Input material:
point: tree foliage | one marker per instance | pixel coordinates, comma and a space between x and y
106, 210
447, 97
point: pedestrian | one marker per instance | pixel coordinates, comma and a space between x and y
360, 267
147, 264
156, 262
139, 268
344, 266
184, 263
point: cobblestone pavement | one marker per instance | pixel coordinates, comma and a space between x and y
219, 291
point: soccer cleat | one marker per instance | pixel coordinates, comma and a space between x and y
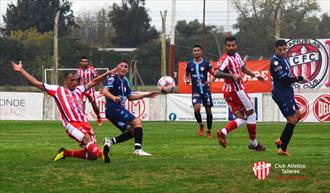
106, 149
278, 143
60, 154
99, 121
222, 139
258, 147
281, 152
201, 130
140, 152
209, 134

==

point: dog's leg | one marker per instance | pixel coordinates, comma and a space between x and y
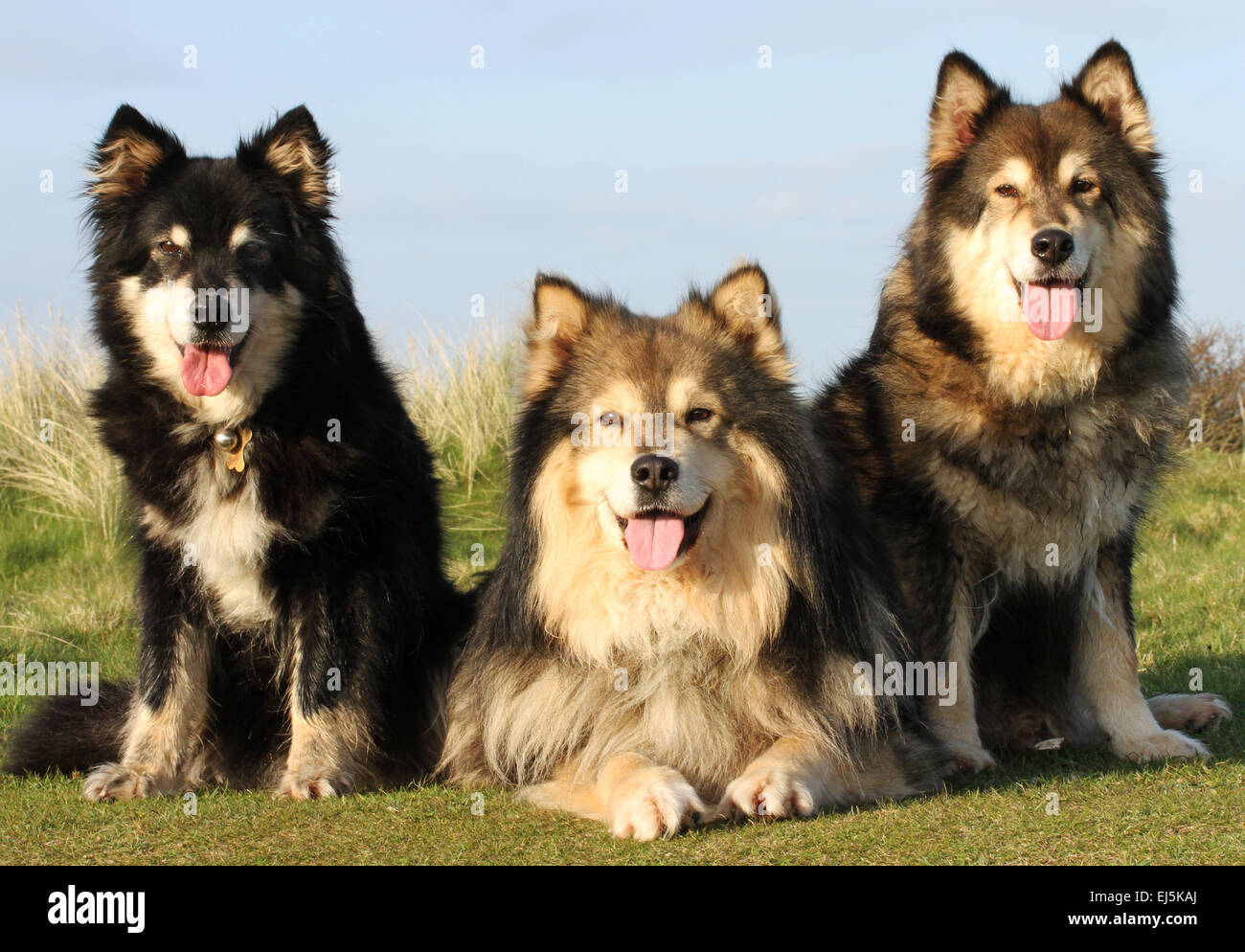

Objective: Pick out each line of the records that contains the word "point", and copy those lines in full.

The output:
point: tree foliage | one marker per instance | pixel coordinates, comma and a space between x and y
point: pedestrian | one marker per instance | pixel coordinates, comma and a space between x and y
point: cobblestone pavement | one marker per instance | pixel coordinates, comma and a space between x and y
point: soccer cleat | one marker per instance | pixel coordinates, comma and a space between x and y
point: dog's leg | one marker per instance | pixel coordinates, comma and a space between x and y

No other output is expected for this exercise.